Requirements - Retype all the records with nothing changed.

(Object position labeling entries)
....

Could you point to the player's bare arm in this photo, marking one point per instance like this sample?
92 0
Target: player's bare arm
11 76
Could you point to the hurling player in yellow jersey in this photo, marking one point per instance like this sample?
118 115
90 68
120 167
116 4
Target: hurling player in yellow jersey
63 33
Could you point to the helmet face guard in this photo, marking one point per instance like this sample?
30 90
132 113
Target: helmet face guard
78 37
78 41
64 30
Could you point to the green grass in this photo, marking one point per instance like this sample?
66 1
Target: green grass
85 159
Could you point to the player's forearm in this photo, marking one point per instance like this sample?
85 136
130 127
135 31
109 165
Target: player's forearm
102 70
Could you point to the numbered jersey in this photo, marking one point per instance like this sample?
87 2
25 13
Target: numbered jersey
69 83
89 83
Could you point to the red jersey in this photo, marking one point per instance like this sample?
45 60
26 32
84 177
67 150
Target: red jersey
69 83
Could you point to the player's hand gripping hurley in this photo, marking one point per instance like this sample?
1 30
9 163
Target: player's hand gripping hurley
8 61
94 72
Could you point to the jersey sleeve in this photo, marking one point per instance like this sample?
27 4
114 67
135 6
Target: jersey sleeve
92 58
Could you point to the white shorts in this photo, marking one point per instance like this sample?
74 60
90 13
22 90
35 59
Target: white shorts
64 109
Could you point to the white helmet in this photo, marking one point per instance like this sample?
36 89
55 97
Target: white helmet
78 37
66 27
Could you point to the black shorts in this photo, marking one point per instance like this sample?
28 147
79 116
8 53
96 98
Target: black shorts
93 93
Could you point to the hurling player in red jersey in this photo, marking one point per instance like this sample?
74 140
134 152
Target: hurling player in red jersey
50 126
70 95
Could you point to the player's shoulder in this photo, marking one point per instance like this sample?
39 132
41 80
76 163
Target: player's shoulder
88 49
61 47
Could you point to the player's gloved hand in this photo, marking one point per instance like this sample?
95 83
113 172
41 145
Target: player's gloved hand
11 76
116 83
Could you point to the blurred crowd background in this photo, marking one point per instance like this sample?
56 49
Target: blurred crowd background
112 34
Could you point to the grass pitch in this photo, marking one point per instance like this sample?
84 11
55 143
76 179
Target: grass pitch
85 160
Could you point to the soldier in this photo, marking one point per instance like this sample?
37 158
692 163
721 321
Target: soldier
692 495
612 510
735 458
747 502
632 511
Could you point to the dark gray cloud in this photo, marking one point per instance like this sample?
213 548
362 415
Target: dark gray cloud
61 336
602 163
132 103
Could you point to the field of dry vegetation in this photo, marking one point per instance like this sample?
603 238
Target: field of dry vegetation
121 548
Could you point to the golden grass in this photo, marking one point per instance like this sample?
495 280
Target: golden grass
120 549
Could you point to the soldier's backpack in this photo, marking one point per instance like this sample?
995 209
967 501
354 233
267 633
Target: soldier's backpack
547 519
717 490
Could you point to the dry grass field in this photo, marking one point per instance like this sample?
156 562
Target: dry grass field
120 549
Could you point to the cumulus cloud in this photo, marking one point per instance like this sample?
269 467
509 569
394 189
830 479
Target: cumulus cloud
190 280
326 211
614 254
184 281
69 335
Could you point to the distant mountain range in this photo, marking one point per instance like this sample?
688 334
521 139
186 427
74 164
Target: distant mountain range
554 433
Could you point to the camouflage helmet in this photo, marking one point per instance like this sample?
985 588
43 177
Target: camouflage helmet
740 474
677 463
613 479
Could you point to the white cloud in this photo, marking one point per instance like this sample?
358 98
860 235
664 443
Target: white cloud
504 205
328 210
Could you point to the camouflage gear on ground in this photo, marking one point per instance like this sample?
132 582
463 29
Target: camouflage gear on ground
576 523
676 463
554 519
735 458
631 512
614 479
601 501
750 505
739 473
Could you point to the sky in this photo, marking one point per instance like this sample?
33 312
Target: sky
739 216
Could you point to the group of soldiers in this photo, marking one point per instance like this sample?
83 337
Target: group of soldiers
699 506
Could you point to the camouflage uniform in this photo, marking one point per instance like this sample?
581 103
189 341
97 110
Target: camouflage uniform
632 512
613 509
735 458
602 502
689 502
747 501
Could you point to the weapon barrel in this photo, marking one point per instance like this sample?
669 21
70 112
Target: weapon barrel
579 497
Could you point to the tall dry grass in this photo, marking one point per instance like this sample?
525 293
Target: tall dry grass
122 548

....

Answer in full -
Could you point to the player's bare arm in this photo, marking one point per instance like this sample?
92 0
Target: player's bare arm
11 76
Could you point to the hurling player in yellow jersey in this photo, marking one point per instance like this sample?
118 115
90 68
120 167
116 4
Target: hurling player in yellow jersey
63 33
Could you point to the helmet face guard in this photo, marking one point per instance like this sample?
30 90
132 113
Target: helmet face guard
78 37
78 41
64 30
Could you point to the green grass in this photo, marking one point per instance like this sample?
66 1
Target: green grass
85 159
Could you point to the player's forearm in this photo, marking one point per instance like this sample?
85 136
130 127
135 31
109 165
Target: player's forearm
102 70
Could you point to the numbered jersey in this photo, marking one point per instance like this sample?
87 2
25 13
Target: numbered jersey
69 83
89 83
Could you point to the red jersey in this photo, marking one point per instance like this sample?
45 60
26 32
84 177
67 150
Target: red jersey
69 83
Could you point to the player's hand gripping hurley in this photo, marking one point per instance like this sample?
1 30
9 163
Target: player's hand gripping hurley
8 61
94 72
Could you point to the jersey sleeve in this photo, marking one point per instance like this sample?
27 4
114 67
135 6
Target: jersey sleeve
92 58
Could you point to the white shorts in this photo, marking one point per instance like this sample?
74 60
90 13
22 90
35 59
Target: white shorts
64 109
Could you point to the white helmet in this photo, marking one point per instance like this sample?
36 89
55 97
Target: white helmet
78 37
66 27
Could you point to the black shorts in this photo, marking one point per instance like this sample?
28 147
79 116
8 53
96 98
Target: black shorts
93 93
Could you point to the hurling player in red jersey in this photo, marking one point per instance like this sample?
74 140
134 152
Target: hurling player in red jersey
50 126
70 95
Could you point to the player's shoulder in this photo, marking one point per instance like this sample?
39 132
41 80
76 163
Target: player's shoulder
88 49
61 47
Could you point to the player's gloved hand in this photo, marking one point per instance like this sample?
95 83
113 172
41 145
Target: player's gloved hand
11 76
116 83
Could you point to the blurred crowd background in this photo, marking one point per instance like this sample?
56 49
Target: blurred crowd background
112 34
Could you point to the grass pitch in this photo, marking one point per instance like this sample?
84 11
55 143
76 179
Target: grass pitch
85 160
Could you point to the soldier in this photo, marking one point per instance like this sample?
37 158
692 163
721 321
Target: soldier
692 495
612 510
735 458
747 502
632 511
Could you point to the dark gray cloud in this photo, marking one point per instance like this sample?
213 548
362 415
Target: dark gray cloud
61 336
602 163
132 103
Could you point to the field of dry vegetation in this photo, marking one point per instance like this sample?
603 238
Target: field of dry vegetation
121 548
Could you point to the golden grass in this photo, marking one point per instance like this sample?
495 280
Target: golden grass
120 549
Could you point to the soldier's backpack in this photo, marking one point per instance like this sample?
995 209
967 501
354 233
267 633
Target: soldier's backpack
547 519
717 490
Could you point to the dry grass field in this photo, marking one point per instance like this sample?
156 562
Target: dry grass field
120 549
Could you point to the cumulus cloud in this photo, marking one point per instance like this sample?
269 467
509 569
394 189
830 479
Target: cumulus cloud
190 280
326 211
614 254
184 281
69 335
Could you point to the distant mountain range in this photo, marking one point per instance like this sample?
688 334
521 139
186 427
74 164
Target: distant mountain range
554 433
Could you point to the camouflage helmet in this photo, marking one point per instance like this sample?
985 588
43 177
Target: camouflage helmet
740 474
677 463
613 479
Could you point to the white cloud in this photo, marking one point per instance like this sample?
358 98
860 235
664 443
Target: white cloud
504 205
328 210
Could you point to the camouflage gear on ground in this photo, marking one point per instance like this sample?
132 582
463 29
Target: camouflage gear on ground
576 523
676 463
554 519
735 458
631 512
614 479
601 501
750 505
739 473
Could you point to the sky in this photo, marking one point per instance like this sample?
33 312
Target: sky
739 216
Could you point to the group of soldiers in this photo, marking one point per instance like this sample?
83 337
Target: group of soldiers
699 506
Could you point to the camouflage uniform in this photo, marking one point per instance like this sample?
581 103
189 341
97 110
Target: camouflage uniform
632 512
613 509
735 458
602 502
689 502
747 501
Could you point to the weapon barrel in this photo, marking one point per instance like this sample?
669 21
70 112
Target: weapon barrel
579 497
Could you point to the tall dry grass in this photo, marking one point per instance like this sample?
525 293
Target: tall dry grass
122 548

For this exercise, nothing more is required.